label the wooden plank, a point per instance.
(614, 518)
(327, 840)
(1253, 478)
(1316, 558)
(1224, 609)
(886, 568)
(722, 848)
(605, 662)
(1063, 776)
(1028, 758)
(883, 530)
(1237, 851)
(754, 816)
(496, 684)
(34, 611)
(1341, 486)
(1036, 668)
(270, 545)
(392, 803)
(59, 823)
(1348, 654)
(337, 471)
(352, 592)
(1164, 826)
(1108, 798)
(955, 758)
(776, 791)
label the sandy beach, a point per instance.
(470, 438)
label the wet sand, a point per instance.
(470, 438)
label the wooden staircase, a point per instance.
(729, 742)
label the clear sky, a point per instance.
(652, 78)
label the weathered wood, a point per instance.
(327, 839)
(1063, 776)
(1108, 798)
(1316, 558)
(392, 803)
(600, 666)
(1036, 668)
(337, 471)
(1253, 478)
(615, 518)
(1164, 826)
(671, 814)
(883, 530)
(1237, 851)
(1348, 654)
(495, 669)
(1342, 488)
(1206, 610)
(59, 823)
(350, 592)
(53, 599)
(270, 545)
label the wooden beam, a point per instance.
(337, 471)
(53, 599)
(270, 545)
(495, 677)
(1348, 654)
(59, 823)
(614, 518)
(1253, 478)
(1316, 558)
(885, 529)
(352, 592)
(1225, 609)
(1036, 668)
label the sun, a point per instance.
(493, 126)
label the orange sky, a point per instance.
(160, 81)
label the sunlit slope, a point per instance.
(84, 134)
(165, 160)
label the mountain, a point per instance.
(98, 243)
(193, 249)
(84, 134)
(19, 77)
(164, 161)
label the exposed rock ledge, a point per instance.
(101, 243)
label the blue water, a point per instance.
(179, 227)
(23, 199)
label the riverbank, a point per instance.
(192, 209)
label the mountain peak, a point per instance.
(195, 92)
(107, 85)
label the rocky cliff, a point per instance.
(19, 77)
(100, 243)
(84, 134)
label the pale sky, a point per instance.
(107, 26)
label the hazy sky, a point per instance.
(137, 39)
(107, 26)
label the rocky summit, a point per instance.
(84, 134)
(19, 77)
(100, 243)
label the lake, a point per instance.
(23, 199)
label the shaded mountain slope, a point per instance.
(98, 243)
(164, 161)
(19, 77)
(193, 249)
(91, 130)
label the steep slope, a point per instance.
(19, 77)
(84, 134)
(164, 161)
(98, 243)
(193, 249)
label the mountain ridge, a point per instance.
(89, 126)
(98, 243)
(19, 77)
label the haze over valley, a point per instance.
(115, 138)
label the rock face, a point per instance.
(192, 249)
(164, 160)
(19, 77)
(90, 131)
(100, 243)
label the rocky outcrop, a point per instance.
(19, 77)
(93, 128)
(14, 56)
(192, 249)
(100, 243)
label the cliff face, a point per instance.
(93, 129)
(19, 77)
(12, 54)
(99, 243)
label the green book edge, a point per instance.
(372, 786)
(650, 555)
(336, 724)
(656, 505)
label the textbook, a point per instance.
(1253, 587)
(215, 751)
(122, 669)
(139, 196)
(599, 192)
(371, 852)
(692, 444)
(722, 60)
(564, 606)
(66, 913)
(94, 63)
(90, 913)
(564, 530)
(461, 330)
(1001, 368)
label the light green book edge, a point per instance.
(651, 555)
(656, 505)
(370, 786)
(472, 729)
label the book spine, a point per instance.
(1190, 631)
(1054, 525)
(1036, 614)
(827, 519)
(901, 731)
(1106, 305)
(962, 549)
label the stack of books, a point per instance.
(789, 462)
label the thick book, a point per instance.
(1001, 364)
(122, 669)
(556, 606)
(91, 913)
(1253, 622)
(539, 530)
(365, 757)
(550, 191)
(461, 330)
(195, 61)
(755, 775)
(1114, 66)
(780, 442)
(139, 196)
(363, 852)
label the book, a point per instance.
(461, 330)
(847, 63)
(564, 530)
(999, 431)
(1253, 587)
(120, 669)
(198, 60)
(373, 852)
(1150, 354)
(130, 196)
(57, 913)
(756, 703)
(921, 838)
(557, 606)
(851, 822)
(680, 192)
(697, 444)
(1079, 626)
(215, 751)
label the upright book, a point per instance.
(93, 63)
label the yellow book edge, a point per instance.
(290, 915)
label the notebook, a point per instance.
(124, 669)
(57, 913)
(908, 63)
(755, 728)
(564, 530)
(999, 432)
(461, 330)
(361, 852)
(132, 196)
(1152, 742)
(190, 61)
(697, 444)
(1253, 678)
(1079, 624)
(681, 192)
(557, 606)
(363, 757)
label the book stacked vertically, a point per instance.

WHAT THE TASK REQUIRES »
Rewrite the listing from the line containing "label the yellow" through the end, requests included, and add 108 to every coordinate in the answers.

ANSWER FOR THE TASK »
label the yellow book edge, a point per instance.
(398, 1023)
label the notebook, a point per instance.
(232, 777)
(165, 1021)
(1016, 171)
(863, 836)
(672, 638)
(1107, 540)
(569, 438)
(469, 960)
(240, 304)
(1260, 850)
(298, 169)
(805, 552)
(1361, 786)
(1187, 732)
(789, 300)
(665, 714)
(471, 865)
label the book stacked vertically, a point per instance.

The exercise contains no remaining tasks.